▶ **Task to carry out**:
Print the line containing "Objective — one point per instance of the woman in pink" and each line after it through the end, please, with nothing added.

▬▬▬▬▬▬▬▬▬▬

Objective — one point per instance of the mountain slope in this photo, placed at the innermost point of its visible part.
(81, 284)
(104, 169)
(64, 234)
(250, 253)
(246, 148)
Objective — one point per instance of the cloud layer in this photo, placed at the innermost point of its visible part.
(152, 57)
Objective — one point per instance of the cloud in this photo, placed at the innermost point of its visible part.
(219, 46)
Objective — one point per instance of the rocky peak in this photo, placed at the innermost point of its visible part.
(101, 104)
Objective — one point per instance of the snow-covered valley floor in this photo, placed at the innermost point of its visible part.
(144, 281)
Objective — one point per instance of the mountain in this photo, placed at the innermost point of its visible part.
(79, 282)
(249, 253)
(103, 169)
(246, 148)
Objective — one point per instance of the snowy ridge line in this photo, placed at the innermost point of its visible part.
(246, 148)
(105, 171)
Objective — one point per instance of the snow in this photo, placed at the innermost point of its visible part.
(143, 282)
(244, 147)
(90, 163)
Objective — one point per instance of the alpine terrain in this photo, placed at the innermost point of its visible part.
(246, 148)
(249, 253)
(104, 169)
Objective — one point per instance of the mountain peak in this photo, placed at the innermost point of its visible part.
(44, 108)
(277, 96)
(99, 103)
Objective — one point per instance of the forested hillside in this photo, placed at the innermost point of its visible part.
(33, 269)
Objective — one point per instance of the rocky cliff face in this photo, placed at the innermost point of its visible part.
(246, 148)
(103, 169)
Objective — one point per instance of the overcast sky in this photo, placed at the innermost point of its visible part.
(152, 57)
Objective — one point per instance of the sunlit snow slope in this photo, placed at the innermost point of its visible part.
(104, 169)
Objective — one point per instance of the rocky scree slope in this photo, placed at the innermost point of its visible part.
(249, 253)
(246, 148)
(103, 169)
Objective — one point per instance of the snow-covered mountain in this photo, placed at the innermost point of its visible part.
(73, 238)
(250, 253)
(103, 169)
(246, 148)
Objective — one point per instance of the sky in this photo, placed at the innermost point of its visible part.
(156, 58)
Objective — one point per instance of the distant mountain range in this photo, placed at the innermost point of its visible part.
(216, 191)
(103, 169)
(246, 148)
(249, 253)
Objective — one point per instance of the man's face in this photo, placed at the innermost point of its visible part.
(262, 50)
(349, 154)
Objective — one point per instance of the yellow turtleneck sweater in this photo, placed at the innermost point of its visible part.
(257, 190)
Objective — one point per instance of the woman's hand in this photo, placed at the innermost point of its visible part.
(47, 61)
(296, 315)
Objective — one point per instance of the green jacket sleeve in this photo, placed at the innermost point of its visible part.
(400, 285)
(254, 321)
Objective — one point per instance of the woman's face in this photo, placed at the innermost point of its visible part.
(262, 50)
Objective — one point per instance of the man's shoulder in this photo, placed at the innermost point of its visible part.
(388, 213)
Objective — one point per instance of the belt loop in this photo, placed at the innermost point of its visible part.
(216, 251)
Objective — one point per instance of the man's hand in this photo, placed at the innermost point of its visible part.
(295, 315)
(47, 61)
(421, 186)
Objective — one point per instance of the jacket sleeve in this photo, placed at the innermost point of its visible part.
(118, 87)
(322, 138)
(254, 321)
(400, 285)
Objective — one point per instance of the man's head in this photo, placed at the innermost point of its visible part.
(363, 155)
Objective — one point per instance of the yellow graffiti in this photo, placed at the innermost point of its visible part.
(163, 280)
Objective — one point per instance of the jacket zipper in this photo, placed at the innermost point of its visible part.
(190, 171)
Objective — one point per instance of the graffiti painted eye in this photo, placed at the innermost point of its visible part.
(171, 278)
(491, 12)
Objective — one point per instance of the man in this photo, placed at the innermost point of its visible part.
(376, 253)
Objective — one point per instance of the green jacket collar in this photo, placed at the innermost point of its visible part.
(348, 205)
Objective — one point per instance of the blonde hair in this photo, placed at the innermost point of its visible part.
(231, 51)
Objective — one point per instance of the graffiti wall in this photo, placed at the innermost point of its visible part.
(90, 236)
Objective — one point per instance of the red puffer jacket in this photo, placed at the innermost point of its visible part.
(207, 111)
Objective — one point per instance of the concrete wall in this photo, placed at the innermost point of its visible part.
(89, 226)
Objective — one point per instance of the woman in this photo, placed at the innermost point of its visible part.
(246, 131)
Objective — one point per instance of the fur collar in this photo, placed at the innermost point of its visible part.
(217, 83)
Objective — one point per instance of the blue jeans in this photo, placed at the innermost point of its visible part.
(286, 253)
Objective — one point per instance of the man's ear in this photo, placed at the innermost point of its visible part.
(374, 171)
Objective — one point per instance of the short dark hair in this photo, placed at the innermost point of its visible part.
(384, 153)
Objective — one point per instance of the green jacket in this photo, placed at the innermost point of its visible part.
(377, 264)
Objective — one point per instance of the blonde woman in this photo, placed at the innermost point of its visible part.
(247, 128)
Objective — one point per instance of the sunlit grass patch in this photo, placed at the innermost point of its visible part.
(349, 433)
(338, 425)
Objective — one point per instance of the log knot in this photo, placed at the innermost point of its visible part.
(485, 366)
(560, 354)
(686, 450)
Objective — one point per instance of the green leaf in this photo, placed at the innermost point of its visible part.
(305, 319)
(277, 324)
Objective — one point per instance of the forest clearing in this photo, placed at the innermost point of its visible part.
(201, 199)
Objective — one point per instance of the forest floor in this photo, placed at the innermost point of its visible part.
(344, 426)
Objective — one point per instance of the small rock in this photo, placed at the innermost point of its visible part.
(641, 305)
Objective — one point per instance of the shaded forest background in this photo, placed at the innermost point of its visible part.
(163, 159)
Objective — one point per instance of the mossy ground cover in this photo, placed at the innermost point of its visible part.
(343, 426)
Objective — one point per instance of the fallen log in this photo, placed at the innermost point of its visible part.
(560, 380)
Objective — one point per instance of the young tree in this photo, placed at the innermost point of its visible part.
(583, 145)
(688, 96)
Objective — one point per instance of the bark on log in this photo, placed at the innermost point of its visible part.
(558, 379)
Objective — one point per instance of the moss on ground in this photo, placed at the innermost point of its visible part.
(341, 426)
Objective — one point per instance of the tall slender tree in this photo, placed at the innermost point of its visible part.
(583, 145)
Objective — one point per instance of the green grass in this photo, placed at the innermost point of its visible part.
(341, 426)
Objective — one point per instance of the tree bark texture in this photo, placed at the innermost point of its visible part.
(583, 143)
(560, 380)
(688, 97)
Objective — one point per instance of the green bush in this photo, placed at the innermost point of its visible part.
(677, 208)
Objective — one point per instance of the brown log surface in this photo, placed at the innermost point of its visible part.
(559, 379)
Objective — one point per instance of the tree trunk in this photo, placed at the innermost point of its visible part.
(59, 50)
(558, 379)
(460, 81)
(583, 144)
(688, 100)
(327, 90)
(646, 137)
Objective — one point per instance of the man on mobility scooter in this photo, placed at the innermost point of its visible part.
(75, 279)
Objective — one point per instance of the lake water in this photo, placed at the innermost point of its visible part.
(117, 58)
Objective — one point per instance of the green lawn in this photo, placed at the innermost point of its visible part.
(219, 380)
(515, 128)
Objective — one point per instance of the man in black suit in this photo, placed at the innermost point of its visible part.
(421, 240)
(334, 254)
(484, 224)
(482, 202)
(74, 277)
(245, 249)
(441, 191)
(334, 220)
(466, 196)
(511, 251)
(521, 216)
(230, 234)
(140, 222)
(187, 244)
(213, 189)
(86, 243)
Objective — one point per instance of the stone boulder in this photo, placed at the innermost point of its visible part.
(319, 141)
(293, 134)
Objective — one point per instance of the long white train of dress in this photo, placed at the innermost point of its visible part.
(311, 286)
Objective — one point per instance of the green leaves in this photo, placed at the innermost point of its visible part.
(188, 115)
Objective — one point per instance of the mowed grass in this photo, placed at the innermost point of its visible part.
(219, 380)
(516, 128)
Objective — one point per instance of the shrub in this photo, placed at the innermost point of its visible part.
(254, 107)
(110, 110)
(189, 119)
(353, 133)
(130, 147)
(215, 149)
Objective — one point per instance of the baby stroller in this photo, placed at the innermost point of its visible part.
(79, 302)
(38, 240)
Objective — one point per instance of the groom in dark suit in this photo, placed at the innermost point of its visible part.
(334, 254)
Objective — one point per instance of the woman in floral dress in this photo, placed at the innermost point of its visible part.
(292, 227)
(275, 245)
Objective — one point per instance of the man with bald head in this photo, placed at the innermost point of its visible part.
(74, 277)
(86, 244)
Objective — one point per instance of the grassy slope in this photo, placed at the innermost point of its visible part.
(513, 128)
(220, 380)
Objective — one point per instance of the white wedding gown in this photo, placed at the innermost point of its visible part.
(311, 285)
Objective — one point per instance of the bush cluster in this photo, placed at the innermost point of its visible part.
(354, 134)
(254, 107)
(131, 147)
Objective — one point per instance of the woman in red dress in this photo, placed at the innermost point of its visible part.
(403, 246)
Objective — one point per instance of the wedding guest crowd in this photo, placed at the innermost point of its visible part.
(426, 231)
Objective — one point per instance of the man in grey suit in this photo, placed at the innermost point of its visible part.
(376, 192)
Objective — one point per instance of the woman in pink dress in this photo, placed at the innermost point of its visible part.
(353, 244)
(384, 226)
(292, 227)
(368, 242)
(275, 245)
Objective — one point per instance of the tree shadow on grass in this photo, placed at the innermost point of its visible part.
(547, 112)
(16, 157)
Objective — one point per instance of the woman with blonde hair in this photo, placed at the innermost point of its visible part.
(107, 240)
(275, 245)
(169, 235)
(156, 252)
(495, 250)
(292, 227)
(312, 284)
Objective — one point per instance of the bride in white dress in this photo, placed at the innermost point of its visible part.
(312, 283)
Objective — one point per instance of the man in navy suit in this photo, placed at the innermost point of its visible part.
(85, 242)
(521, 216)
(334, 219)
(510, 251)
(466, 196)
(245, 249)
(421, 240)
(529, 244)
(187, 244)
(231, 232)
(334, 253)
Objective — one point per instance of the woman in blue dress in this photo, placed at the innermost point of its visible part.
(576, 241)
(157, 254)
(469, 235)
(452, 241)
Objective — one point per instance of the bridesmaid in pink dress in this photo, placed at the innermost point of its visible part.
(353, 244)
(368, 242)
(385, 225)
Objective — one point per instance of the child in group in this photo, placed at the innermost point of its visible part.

▬▬▬▬▬▬▬▬▬▬

▶ **Problem solution**:
Objective — one point per instance of the woman in pink dress in this photo, placed at the innermost point of its visible part.
(353, 244)
(384, 226)
(292, 227)
(368, 242)
(275, 245)
Objective — one point per instance of the tree shadow on grass in this photo, placed at the innermost point of its visible part.
(547, 112)
(16, 157)
Objective — one point per instance of the woman with blonde hair in this photo, placed at the innermost point of its visible part.
(107, 240)
(275, 245)
(169, 235)
(156, 252)
(495, 250)
(292, 227)
(312, 284)
Objective — one point per instance of the bride in white dress in this photo, placed at the innermost point of its visible part.
(312, 283)
Objective — one point per instance of the man in navy suit in this photo, placed at the innermost point of its visible part.
(85, 242)
(521, 216)
(334, 219)
(510, 251)
(466, 196)
(245, 249)
(421, 240)
(529, 244)
(187, 244)
(231, 232)
(334, 253)
Objective — one point per instance of the woman in blue dress in this photo, placed at the innermost point of its visible part.
(576, 241)
(157, 254)
(469, 235)
(452, 241)
Objective — one point per instance of the bridesmaid in pink dress in this photo, placed at the innermost point of its visible part.
(353, 244)
(368, 242)
(385, 225)
Objective — one point per instance of the child in group in this photo, placed at the innermost point of its visible part.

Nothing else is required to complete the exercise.